## Teks hasil ekstraksi
═══
Luhut meminta pegiat HAM, aktivis yang selama ini mengaku mengetahui keberadaan kuburan massal, melaporkan ke pemerintah. Gayung bersambut. Ketua Yayasan Penelitian Korban Pembunuhan 1965, Bejo Untung dan Anggota Dewan Pengarah International People Tribunal, Reza Muharram mendatangi kantor Luhut membahas penemuan kuburan pembunuhan massal peristiwa 1965. Mereka ingin menjelaskan penelitian dan penemuan lokasi kuburan massal tersebut.
YPKP memiliki bukti ada kuburan masal dan jumlahnya 122 titik. Itu hanya di wilayah Sumatera dan Jawa. Di Bali masih ada banyak lagi tapi belum sempat didata. Di Kalimantan juga ada termasuk di Sulawesi. Korban yang ada di dalamnya ditulis rinci. "Ada 13.999 korban. Ada yang ada namanya, ada juga yang tidak," kata Bejo.
Tak berselang lama, Luhut langsung membentuk tim khusus untuk mencari kuburan massal yang disebut-sebut berada di Pulau Jawa, Bali dan Sumatera. TNI Angkatan Darat diikutsertakan mencari kuburan massal. TNI AD telah setuju untuk mencari kuburan massal tersebut. Mereka juga tak merasa keberatan dengan pencarian kuburan massal itu. Hasil identifikasi sementara, ada 122 titik yang diduga kuburan massal korban tragedi 65.
"Saya ajak Angkatan Darat. mereka terlibat identifikasi, dari 122 data katanya (LSM) ada kuburan masal, itu kita tandai. Tunggu lah, emang sulap (bisa cepat)," kata Luhut di kantornya, Mei lalu.
Namun, tidak semua sepakat dengan rencana ini. Penolakan datang dari pelbagai kalangan. bahkan di internal pemerintah Jokowi-JK. Respons keras datang dari Kementerian Pertahanan. Menteri Pertahanan Ryamizard Ryacudu tak mau kabar soal kuburan massal korban tragedi 1965 diungkit-ungkit lagi. Apalagi sampai dibongkar untuk pembuktian. Alasannya, pembongkaran makam justru membuat konflik baru.
═══
Cuplikan dari sebuah dataset
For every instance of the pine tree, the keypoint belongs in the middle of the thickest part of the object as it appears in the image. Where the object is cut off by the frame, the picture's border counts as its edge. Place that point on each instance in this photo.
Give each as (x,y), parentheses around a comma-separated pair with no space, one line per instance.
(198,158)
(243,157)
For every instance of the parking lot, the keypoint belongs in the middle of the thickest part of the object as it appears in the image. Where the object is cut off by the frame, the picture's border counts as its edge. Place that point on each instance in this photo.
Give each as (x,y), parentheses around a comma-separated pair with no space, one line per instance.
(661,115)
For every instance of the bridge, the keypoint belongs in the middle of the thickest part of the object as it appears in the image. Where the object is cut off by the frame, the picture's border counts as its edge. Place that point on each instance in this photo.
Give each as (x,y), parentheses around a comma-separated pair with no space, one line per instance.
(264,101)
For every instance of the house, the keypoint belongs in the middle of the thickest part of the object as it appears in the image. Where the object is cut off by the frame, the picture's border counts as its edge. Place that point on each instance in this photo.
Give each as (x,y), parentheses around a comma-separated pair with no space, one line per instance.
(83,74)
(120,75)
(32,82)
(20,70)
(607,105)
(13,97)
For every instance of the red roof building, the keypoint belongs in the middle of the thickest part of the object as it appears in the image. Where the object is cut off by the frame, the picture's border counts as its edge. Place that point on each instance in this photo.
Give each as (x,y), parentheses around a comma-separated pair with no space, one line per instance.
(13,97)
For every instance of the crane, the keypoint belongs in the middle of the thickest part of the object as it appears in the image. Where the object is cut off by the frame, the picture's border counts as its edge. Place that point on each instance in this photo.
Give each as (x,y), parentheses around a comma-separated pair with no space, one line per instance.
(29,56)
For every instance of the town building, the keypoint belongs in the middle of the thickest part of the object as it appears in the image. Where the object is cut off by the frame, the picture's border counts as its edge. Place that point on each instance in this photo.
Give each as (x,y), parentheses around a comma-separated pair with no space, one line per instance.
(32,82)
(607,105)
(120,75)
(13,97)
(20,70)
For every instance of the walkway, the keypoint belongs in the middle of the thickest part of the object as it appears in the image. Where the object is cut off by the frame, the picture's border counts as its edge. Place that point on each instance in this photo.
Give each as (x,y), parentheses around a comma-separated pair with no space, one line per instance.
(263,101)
═══
## Selesaikan soal berikut
1 – Sebutkan semua pulau yang menurut teks tentang kuburan massal korban peristiwa 1965 memiliki kuburan massal.
2 – Lanjutkan teks tentang kuburan massal korban peristiwa 1965 mulai dari kalimat sesudah kalimat terakhirnya.

## Kumpulan jawaban
1 – Sumatera, Jawa, Bali, Kalimantan, dan Sulawesi.

2 –
"Justru itu! Bongkar-bongkar kuburan kalau semuanya marah, berkelahi semua," kata menhan Ryamizard di Balai Kartini.
Menhan beralasan, tidak ingin ada keributan lagi di republik ini terkait dengan komunisme. Paham komunis merupakan perseteruan masa lalu. Ryamizard tak ingin mengungkit kembali luka lama yang pernah terjadi di tanah air.
"Saya tidak ingin di republik ini ribut-ribut. Maunya aman, tidak terjadi apa-apa, apalagi pertumpahan darah," ujarnya.
"Saya di sini tidak mau memprovokasi tapi mengingatkan. Yang dulu, sudahlah. Lebih baik kita membangun negara yang berlandaskan Pancasila," tegas mantan Kepala Staf Angkatan Darat.
Meski mencari kebenaran perihal kuburan massal korban tragedi 65, Luhut ogah disebut penuntasan kasus ini dikaitkan dengan kebangkitan paham komunisme di Indonesia. Dia memandang penuntasan kasus ini perlu dilakukan karena sudah menjadi sorotan dunia internasional.
"Jadi kita ingin tuntasin supaya juga enggak di-bully lagi di dunia internasional," kata Luhut.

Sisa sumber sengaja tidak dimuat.